* _ASSIGNMENT 1_
According to the comment, in which country is "engineer" a regulated term?
* _ASSIGNMENT 2_
Do these statements agree with the comment? Answer yes or no for each, quoting the words that decide it. (a) Canada has licensed software engineers for a long time compared to other disciplines. (b) Almost two-thirds of the professionals in the writer's family are licensed engineers. (c) Engineering always requires writing code.
TEXT EXCERPT below:
On the other side of that definition, engineering doesn't even require code, but would be architecture with deep technical understanding that allows you to create the tasks that you hand off to individual coders.
> By this definition, anyone hired to be a code contributor, and not operating at the architecture level, isn't an engineer.
You say that as if it’s not true, but it is. And even then, still not always.
Engineer is a regulated term in Canada. If you’re not licensed, you’re not an engineer. If you say you are and acting as one in a professional capacity you are comitting fraud.
The amount of delulu Americans larping as engineers is always good for a laugh.
We recognized socially that people who engineer things need to have professional ethics and carry liability for their projects.
The whole reason we have engineers is because we used to let anyone call themselves that and lo and behold a bunch of bridges collapsed under load and killed people. Who could’ve thought?!
Almost 2/3rds of the professionals in my family are licensed engineers and we take it extremely seriously.
Canada has only been actually licensing software engineers for a short time compared to other disciplines - but the industry as a whole is due for a reckoning.
End of TEXT EXCERPT.
DATA FOR REVIEW below:
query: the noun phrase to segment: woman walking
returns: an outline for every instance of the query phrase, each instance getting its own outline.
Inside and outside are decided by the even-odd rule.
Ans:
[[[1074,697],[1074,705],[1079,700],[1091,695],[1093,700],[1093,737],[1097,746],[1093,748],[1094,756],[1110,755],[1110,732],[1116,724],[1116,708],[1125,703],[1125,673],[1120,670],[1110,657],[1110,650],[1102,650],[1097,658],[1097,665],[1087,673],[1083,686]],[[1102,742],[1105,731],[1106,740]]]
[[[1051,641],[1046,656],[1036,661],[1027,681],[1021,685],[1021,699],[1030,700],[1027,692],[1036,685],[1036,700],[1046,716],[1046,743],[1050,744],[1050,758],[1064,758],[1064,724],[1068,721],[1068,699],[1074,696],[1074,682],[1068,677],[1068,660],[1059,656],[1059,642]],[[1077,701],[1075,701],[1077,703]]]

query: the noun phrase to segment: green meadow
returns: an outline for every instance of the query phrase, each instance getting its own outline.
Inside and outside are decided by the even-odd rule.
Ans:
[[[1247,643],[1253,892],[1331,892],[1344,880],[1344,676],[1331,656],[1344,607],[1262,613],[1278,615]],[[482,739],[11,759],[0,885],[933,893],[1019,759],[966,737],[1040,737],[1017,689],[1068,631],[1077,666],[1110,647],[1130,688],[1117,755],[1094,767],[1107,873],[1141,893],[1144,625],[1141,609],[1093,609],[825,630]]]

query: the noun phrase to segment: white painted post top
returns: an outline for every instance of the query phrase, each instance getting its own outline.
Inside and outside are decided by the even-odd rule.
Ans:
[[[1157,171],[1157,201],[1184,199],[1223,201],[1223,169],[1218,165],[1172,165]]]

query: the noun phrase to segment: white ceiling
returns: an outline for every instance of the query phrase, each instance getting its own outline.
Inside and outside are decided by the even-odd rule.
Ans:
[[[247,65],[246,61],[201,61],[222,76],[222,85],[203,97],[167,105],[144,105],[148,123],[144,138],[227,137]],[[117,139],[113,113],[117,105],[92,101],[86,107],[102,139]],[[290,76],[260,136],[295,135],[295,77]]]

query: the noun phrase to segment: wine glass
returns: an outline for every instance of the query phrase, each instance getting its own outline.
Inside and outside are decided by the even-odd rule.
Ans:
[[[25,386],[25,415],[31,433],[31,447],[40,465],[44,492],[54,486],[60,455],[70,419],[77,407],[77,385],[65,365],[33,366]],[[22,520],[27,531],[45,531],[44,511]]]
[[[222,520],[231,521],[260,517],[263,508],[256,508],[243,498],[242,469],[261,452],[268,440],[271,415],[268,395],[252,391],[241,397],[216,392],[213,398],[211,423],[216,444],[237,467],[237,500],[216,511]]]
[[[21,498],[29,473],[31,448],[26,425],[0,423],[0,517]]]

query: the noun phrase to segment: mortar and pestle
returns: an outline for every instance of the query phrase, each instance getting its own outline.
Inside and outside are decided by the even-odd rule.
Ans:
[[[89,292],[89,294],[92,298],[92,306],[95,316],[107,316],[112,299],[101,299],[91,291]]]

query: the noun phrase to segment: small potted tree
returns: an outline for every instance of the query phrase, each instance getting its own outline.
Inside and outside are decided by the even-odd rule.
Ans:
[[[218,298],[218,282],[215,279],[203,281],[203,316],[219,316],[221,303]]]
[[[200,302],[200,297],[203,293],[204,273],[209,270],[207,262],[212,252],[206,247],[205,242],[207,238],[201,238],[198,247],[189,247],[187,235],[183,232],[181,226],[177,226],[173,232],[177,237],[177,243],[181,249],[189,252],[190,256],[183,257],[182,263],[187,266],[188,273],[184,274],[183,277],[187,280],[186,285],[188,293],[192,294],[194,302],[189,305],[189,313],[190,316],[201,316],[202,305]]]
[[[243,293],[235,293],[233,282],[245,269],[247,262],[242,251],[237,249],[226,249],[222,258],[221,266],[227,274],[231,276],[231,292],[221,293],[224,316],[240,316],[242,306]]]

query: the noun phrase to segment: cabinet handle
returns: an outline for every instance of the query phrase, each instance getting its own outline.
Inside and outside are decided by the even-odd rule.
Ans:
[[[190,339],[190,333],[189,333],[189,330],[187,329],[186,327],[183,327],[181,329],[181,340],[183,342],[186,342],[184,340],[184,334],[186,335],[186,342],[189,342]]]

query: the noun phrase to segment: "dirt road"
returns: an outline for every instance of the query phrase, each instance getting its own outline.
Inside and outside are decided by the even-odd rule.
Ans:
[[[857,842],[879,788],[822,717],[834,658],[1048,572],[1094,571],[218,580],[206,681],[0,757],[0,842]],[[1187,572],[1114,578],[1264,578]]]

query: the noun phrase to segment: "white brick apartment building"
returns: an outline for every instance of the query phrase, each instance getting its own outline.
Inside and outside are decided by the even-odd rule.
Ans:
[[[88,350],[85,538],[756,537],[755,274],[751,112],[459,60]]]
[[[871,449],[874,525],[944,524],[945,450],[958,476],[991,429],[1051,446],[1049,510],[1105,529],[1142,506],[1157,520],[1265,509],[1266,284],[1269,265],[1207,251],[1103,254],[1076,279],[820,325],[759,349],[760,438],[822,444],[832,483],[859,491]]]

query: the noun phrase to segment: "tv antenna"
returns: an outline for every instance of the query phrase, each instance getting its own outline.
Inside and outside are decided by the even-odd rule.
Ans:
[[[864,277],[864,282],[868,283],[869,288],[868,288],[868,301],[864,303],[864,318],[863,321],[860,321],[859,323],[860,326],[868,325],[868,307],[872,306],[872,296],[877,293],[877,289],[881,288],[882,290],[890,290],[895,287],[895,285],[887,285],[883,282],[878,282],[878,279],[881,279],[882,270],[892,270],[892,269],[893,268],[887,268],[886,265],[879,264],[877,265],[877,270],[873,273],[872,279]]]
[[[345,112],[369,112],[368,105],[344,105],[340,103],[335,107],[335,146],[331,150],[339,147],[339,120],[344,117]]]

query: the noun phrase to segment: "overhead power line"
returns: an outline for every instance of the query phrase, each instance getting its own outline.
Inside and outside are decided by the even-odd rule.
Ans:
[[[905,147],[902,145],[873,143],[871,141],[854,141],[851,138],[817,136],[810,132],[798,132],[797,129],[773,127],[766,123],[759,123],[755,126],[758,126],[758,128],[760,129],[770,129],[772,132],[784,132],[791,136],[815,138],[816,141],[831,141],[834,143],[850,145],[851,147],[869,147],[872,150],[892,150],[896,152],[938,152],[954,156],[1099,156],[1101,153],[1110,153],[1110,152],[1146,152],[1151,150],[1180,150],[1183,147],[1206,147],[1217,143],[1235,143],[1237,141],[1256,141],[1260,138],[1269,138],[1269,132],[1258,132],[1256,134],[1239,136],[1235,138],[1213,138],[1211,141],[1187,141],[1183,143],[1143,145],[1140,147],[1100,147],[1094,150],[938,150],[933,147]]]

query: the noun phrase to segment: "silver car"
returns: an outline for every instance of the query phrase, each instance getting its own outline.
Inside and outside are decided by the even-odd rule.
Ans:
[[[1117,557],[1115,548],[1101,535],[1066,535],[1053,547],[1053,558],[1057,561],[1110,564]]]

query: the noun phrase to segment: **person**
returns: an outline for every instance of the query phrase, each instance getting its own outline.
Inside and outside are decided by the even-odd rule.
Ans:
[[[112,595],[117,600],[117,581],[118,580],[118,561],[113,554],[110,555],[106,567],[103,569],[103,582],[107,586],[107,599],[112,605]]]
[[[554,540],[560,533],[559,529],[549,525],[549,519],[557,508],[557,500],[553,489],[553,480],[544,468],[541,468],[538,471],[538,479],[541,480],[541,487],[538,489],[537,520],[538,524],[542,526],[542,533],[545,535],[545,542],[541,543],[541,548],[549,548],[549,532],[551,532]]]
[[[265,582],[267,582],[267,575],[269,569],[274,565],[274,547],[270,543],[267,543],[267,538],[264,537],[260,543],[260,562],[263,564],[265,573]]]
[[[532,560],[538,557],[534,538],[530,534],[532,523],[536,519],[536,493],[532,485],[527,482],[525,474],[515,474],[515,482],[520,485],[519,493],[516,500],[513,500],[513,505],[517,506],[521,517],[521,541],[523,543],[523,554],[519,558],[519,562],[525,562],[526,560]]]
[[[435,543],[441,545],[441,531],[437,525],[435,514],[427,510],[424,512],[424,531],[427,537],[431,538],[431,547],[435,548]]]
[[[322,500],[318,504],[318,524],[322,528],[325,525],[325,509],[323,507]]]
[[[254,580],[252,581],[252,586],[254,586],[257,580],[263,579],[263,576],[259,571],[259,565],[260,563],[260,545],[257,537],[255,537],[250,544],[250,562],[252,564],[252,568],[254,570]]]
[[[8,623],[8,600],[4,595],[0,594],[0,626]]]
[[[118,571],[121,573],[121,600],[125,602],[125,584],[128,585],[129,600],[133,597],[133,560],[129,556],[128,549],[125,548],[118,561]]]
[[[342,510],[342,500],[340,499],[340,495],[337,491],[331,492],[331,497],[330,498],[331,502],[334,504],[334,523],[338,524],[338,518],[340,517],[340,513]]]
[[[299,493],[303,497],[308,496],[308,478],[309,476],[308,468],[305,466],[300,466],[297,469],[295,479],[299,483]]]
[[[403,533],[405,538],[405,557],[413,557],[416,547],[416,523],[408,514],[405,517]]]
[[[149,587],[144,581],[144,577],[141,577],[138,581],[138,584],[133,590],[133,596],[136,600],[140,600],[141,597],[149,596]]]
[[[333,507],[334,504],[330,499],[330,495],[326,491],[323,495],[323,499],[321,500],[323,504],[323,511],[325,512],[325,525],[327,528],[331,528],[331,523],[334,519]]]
End of DATA FOR REVIEW.
* _TASK ANSWER 1_
Canada

* _TASK ANSWER 2_
(a) No: "Canada has only been actually licensing software engineers for a short time compared to other disciplines"
(b) Yes: "Almost 2/3rds of the professionals in my family are licensed engineers"
(c) No: "engineering doesn't even require code"